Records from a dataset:
·····

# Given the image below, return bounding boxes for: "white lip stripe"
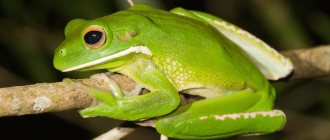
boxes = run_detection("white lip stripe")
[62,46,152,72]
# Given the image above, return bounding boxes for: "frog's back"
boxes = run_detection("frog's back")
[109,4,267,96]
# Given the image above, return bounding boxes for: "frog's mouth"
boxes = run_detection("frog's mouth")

·····

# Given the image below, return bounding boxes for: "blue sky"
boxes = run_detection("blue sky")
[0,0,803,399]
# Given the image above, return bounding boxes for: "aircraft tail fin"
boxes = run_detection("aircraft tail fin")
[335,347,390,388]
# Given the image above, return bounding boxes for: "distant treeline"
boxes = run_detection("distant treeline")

·····

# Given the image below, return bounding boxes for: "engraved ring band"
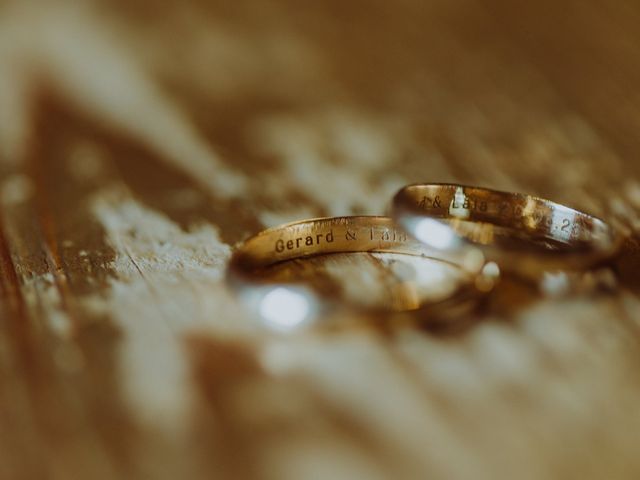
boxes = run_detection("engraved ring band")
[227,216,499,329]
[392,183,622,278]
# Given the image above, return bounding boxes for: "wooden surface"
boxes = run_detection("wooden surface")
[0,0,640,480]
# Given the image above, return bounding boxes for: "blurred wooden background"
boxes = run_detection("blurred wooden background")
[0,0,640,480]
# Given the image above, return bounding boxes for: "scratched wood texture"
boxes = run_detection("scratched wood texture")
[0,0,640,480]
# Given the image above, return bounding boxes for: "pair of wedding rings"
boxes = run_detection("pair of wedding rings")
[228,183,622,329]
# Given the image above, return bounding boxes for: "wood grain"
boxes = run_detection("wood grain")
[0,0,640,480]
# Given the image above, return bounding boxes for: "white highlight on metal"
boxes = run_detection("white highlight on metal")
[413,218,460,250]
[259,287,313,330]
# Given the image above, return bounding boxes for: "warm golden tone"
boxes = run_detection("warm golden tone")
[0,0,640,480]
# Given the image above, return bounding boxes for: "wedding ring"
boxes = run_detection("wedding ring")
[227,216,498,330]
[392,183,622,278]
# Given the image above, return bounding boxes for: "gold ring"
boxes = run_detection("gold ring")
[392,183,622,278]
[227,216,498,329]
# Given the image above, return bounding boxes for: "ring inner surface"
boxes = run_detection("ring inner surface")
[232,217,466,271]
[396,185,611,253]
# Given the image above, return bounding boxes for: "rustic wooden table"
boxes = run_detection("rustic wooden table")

·····

* [Written instruction]: Show every line of the records that contains the word "rustic".

* [Expected answer]:
# Given the image above, return bounding boxes for: "rustic wooden table"
boxes = run_detection("rustic wooden table")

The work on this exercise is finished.